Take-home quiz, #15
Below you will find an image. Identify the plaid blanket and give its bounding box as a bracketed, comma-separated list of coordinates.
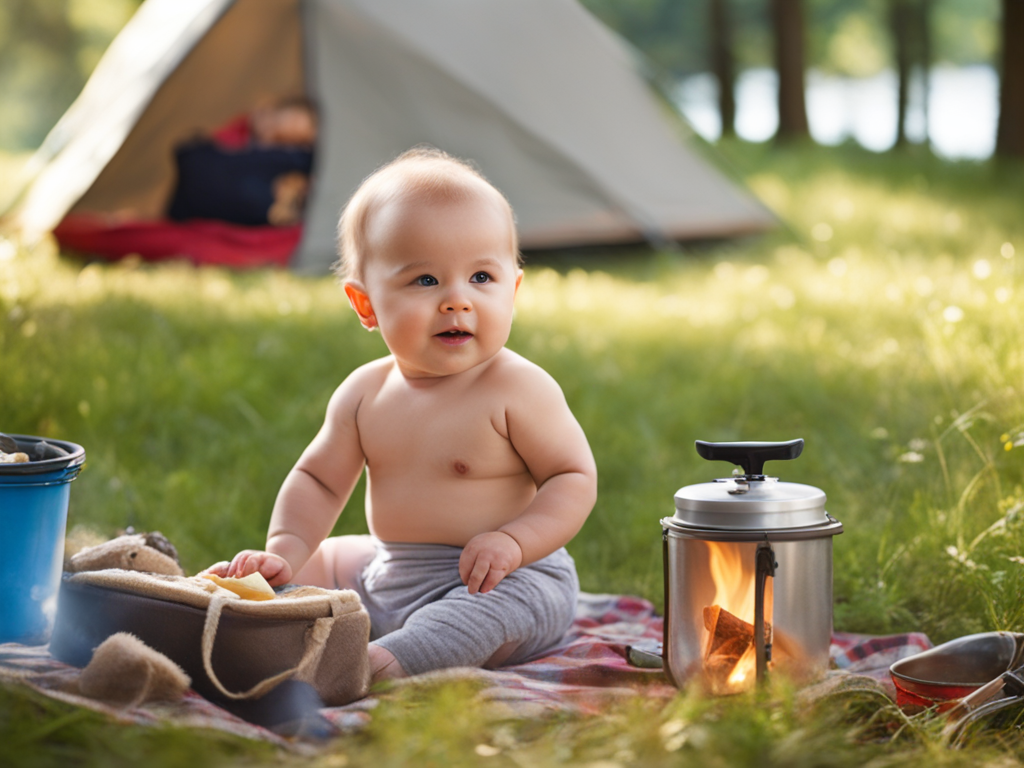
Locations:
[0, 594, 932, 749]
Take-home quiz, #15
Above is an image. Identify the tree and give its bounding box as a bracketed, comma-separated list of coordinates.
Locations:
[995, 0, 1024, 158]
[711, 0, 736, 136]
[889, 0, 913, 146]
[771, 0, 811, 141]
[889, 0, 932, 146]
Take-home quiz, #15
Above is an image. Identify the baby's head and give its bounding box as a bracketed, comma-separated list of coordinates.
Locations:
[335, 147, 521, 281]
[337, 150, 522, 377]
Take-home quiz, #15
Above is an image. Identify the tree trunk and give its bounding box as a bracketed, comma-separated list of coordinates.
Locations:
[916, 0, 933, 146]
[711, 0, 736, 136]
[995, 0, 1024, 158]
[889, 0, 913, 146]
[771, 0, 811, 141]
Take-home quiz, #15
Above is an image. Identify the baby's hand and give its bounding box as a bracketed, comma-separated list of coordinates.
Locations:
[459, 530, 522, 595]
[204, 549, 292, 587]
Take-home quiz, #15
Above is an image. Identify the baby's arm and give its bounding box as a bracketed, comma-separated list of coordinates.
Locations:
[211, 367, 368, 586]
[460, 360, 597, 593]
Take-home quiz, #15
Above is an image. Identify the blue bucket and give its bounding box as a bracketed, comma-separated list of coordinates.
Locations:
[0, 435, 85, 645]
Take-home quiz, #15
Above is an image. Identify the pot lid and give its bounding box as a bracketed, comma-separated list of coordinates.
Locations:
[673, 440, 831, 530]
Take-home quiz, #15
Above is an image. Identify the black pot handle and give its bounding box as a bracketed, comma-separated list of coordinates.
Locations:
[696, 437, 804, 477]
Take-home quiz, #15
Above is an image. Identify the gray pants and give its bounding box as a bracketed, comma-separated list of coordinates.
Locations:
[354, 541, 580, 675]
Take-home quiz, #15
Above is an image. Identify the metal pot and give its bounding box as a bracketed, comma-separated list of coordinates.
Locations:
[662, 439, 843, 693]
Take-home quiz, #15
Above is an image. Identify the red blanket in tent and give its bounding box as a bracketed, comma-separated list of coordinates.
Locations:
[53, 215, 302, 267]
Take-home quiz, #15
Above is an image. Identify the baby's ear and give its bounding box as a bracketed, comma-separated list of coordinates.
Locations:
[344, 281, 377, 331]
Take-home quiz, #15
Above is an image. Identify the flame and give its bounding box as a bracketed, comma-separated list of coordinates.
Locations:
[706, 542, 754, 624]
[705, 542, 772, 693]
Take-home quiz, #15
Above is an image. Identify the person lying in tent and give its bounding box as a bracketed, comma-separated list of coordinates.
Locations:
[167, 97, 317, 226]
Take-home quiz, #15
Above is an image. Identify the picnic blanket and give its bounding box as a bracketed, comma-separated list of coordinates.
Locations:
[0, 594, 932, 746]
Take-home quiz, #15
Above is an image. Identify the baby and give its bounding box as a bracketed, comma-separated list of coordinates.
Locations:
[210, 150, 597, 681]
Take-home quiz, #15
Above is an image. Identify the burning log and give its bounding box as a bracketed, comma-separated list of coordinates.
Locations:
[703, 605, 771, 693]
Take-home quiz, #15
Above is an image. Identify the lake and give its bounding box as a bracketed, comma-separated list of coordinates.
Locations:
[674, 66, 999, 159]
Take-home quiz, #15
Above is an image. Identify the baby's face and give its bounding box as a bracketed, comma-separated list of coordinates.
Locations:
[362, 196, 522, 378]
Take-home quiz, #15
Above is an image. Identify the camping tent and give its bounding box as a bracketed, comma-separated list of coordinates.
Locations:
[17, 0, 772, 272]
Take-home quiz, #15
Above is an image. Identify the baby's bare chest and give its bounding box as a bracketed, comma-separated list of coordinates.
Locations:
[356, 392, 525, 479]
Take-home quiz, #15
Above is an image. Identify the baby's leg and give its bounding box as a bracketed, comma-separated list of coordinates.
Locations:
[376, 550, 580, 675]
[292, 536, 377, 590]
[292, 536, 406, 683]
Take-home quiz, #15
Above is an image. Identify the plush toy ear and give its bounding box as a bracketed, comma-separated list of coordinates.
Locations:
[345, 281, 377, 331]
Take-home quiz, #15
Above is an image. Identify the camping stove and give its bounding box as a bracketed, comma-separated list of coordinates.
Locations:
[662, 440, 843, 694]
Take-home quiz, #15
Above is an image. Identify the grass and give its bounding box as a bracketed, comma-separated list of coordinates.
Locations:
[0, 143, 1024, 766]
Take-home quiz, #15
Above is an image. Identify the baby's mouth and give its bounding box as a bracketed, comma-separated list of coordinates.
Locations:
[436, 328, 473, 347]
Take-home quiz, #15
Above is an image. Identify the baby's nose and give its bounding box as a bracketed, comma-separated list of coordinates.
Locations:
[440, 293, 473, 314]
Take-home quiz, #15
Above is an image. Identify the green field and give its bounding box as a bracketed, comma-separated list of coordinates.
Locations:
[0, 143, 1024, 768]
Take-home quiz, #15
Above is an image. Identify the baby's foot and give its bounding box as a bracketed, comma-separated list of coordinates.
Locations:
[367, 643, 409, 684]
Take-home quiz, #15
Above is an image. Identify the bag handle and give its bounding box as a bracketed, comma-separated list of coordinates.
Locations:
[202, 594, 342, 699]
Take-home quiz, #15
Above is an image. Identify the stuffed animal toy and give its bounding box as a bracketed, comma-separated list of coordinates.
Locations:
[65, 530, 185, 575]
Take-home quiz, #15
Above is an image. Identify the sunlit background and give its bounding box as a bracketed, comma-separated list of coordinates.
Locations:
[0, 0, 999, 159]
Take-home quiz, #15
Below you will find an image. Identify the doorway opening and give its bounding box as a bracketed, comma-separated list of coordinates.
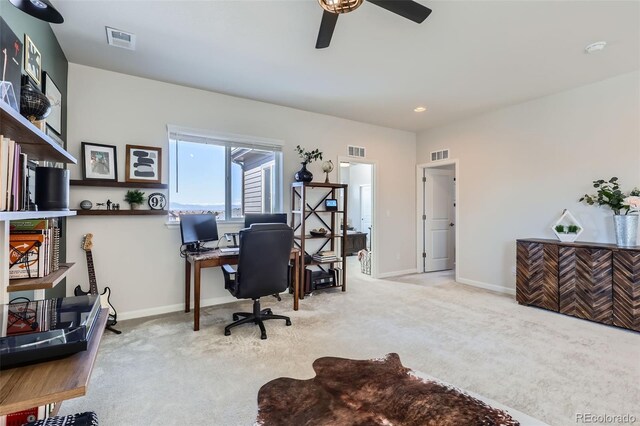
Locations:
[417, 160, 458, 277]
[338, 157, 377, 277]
==
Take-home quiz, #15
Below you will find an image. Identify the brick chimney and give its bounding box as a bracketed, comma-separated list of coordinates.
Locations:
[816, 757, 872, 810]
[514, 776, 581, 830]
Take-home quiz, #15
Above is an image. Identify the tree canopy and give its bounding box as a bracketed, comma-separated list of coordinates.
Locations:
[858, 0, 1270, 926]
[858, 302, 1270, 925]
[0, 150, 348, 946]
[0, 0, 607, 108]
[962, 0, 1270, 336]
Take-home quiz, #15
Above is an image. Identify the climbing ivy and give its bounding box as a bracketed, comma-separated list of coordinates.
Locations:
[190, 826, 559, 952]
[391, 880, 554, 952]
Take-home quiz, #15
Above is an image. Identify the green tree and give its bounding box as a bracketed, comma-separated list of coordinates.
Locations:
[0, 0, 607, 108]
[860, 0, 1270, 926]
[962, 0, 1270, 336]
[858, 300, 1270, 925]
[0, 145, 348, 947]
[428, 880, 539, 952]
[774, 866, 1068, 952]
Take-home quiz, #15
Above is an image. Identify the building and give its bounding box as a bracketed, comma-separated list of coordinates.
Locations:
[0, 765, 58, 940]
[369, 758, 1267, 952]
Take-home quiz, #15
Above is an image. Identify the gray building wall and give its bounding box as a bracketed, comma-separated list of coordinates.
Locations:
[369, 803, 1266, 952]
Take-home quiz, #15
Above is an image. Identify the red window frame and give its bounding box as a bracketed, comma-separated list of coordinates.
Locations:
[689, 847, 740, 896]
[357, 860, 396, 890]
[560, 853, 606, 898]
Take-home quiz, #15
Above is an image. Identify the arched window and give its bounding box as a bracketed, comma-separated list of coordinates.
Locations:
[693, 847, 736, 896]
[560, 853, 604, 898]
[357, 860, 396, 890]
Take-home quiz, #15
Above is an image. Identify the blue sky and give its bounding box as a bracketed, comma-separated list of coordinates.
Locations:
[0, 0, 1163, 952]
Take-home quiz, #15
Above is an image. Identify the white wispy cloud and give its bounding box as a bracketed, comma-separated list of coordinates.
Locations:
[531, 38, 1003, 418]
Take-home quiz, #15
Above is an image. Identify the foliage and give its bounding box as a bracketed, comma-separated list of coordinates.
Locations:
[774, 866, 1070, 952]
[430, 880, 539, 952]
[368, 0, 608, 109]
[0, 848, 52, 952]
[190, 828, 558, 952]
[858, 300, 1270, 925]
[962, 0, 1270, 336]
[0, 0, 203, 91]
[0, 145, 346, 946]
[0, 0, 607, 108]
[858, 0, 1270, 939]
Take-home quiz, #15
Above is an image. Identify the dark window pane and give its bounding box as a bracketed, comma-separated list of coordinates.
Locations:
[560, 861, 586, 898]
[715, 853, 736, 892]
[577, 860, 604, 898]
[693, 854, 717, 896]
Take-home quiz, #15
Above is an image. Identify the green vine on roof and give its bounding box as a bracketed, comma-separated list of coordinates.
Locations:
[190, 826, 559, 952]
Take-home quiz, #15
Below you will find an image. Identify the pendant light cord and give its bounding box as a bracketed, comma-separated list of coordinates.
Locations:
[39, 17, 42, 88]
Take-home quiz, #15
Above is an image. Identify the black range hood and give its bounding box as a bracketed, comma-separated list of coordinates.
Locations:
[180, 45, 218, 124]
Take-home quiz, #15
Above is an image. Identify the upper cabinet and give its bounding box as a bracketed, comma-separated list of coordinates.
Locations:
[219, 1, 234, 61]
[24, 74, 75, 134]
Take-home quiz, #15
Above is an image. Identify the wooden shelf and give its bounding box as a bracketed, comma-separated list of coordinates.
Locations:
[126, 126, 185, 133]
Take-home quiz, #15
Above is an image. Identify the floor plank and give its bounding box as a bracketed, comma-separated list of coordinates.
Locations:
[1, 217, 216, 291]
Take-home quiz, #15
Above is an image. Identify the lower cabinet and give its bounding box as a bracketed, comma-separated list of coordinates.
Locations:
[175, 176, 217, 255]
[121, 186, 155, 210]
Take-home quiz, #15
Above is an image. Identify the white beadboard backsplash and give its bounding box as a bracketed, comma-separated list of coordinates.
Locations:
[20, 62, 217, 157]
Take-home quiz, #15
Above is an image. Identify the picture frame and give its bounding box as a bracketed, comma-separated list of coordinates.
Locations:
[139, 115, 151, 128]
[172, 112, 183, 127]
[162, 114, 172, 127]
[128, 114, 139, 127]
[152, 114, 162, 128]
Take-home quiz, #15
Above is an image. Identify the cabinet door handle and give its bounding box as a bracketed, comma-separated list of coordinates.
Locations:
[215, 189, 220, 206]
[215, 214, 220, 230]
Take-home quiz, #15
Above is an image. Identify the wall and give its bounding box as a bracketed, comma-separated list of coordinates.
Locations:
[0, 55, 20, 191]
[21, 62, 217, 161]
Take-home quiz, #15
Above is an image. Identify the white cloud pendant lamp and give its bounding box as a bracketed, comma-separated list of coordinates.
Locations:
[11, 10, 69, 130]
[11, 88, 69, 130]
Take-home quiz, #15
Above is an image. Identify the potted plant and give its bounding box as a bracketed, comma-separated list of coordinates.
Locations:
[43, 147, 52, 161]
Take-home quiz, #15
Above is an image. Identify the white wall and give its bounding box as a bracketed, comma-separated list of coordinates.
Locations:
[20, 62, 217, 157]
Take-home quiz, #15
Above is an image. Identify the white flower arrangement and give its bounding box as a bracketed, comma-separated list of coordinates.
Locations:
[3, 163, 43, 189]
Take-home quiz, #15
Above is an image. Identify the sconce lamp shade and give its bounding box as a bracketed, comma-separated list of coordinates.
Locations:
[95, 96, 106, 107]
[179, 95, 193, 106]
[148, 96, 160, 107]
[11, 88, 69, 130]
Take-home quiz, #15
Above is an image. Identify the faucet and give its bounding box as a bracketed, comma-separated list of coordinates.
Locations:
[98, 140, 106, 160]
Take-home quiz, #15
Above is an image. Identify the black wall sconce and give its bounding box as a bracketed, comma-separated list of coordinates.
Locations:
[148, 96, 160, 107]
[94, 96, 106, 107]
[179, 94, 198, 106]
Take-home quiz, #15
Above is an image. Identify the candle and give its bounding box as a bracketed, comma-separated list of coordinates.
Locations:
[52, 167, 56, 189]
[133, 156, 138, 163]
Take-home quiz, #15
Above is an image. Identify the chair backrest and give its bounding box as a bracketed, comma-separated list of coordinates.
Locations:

* What you will do:
Please gather every line of the material above that contains the word "tree".

* Output for this exercise:
Above is an image. Identify the tree and give its bounding box as a bracketed, comma-separated list of coordinates.
Above is an image. Identify the tree trunk and give its bounding box as a bracketed, comma-separated list of coordinates.
Above is an image. Identify the tree canopy and give its bounding box as a bracketed, comma-separated list of coordinates.
Above is an image. Identify the green tree and give its bounding box as a bracketed, comma-separated list of coordinates.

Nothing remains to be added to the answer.